--- Start of RECORDS FOR THIS EXERCISE ---

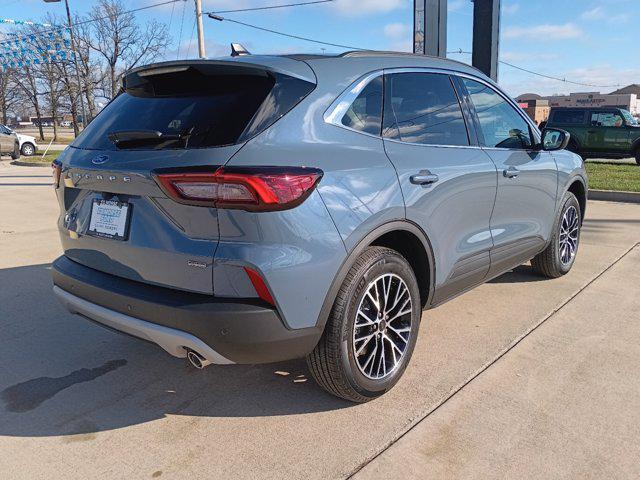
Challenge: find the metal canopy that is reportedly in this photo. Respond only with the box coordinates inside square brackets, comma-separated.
[413, 0, 500, 80]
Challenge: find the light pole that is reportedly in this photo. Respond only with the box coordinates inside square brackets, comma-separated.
[44, 0, 87, 129]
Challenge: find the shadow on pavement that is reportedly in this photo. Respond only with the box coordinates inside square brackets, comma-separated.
[0, 256, 556, 441]
[0, 265, 352, 437]
[489, 265, 548, 283]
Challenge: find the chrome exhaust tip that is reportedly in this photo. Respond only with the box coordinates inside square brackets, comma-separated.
[187, 350, 211, 370]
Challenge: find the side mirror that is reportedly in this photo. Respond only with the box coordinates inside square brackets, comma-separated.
[540, 128, 571, 152]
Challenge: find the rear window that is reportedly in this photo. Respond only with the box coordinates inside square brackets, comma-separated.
[73, 67, 315, 150]
[552, 110, 585, 125]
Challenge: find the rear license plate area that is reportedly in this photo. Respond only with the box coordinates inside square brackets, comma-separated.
[87, 199, 131, 240]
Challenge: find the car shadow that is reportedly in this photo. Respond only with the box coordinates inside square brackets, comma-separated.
[0, 264, 353, 437]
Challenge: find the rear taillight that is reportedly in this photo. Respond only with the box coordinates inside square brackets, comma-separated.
[51, 160, 62, 188]
[155, 167, 322, 212]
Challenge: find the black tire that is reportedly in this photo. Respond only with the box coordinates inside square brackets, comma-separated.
[307, 247, 422, 403]
[20, 142, 36, 157]
[11, 143, 20, 160]
[531, 192, 582, 278]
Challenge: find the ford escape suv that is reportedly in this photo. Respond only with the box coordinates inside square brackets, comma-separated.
[53, 52, 587, 402]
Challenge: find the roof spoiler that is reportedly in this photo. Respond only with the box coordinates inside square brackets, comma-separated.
[231, 43, 251, 57]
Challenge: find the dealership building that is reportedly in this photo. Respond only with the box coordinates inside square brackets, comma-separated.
[516, 85, 640, 123]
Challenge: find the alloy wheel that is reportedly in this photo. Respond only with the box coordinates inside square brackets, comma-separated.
[353, 273, 413, 380]
[559, 205, 580, 266]
[22, 144, 35, 157]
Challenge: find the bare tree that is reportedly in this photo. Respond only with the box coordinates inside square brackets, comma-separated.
[16, 65, 44, 141]
[38, 63, 64, 142]
[0, 70, 20, 125]
[85, 0, 169, 98]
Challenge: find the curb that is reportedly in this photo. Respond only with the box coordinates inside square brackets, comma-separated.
[588, 190, 640, 203]
[10, 160, 51, 167]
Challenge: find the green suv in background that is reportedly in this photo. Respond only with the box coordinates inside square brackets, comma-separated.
[545, 107, 640, 165]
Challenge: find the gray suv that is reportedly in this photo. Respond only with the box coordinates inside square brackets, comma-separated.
[0, 124, 20, 160]
[53, 52, 587, 402]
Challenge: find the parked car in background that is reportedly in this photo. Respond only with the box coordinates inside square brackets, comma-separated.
[5, 127, 38, 157]
[546, 107, 640, 165]
[52, 52, 587, 402]
[0, 124, 20, 160]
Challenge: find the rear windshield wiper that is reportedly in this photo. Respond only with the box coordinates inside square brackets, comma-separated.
[107, 130, 189, 148]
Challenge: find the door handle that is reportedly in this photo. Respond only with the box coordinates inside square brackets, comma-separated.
[502, 167, 520, 178]
[410, 172, 440, 185]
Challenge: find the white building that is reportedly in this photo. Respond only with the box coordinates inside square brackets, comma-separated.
[518, 85, 640, 117]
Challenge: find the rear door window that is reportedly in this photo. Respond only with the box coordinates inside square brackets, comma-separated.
[383, 73, 469, 146]
[73, 68, 315, 150]
[342, 75, 383, 135]
[462, 78, 533, 149]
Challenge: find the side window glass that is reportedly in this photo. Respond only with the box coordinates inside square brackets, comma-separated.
[462, 78, 533, 149]
[591, 112, 624, 127]
[383, 73, 469, 146]
[342, 75, 383, 135]
[553, 110, 584, 125]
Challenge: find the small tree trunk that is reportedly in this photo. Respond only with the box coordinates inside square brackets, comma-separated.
[33, 99, 44, 142]
[71, 100, 80, 137]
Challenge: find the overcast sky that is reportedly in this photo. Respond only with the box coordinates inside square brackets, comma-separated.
[0, 0, 640, 96]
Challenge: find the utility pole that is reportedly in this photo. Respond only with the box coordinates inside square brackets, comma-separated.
[472, 0, 500, 82]
[195, 0, 207, 58]
[413, 0, 447, 58]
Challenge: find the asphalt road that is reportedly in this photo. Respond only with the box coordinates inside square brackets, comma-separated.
[0, 162, 640, 479]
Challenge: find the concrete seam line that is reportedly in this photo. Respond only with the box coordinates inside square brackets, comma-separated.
[346, 242, 640, 479]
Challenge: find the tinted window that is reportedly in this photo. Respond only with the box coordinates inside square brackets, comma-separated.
[342, 76, 383, 135]
[383, 73, 469, 145]
[553, 110, 584, 125]
[462, 78, 532, 148]
[591, 112, 624, 127]
[74, 69, 314, 150]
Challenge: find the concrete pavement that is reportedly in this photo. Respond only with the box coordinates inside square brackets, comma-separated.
[0, 162, 640, 478]
[355, 246, 640, 480]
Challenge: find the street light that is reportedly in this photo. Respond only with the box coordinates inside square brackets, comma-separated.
[44, 0, 87, 128]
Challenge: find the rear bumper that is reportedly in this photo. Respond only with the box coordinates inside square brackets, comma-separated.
[52, 255, 322, 364]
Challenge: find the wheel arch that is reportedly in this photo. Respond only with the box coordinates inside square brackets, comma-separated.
[317, 220, 435, 329]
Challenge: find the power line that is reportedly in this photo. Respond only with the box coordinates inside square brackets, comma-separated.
[447, 49, 620, 88]
[208, 13, 369, 50]
[208, 0, 336, 15]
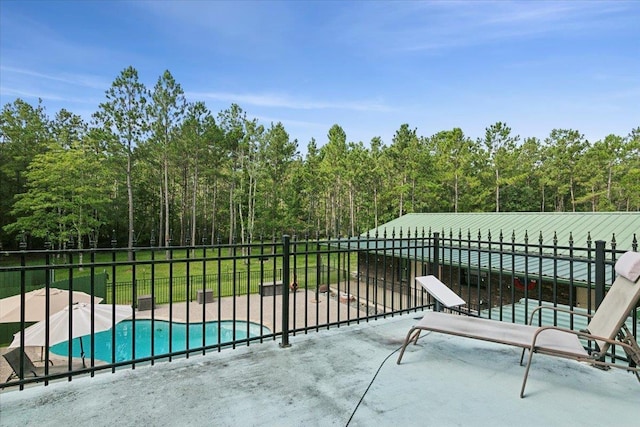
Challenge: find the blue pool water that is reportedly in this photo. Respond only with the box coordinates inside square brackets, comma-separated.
[51, 319, 269, 363]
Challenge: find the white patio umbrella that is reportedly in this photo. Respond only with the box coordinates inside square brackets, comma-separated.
[9, 303, 133, 366]
[0, 288, 102, 323]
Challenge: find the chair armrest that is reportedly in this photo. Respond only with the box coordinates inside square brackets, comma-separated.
[528, 305, 593, 325]
[530, 326, 636, 361]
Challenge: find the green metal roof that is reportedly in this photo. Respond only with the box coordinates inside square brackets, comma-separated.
[369, 212, 640, 250]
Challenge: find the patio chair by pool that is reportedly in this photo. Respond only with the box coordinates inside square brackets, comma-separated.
[397, 252, 640, 397]
[2, 347, 67, 382]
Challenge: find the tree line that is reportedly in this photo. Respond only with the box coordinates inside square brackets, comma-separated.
[0, 67, 640, 252]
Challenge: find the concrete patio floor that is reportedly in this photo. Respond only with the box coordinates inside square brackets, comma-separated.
[0, 313, 640, 426]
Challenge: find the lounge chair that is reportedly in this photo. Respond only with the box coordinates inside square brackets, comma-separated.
[397, 252, 640, 398]
[2, 347, 66, 382]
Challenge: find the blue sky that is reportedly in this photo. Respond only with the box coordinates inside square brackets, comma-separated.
[0, 0, 640, 151]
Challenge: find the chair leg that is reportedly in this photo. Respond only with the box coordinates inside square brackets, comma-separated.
[396, 327, 420, 365]
[520, 349, 535, 399]
[520, 348, 527, 366]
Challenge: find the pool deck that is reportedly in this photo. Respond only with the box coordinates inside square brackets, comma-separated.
[0, 313, 640, 427]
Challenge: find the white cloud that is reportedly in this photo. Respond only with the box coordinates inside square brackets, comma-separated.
[186, 92, 390, 111]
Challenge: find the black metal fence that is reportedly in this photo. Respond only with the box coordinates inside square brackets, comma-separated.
[0, 231, 638, 388]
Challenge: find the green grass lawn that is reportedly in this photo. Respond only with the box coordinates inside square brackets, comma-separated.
[0, 245, 357, 304]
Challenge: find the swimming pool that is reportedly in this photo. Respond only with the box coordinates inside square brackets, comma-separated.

--- End of RECORDS FOR THIS EXERCISE ---

WHAT YOU ARE ASKED TO DO:
Return, word for word, the stretch of rows from the line containing "Challenge: find the concrete pavement" through the line containing "[355, 246, 640, 480]", including both of those lines.

ANSWER TO THIS TASK:
Challenge: find the concrete pavement that is reportedly in this photo. Respond only with the box coordinates inside square brackets, comma-separated.
[0, 162, 640, 478]
[355, 246, 640, 480]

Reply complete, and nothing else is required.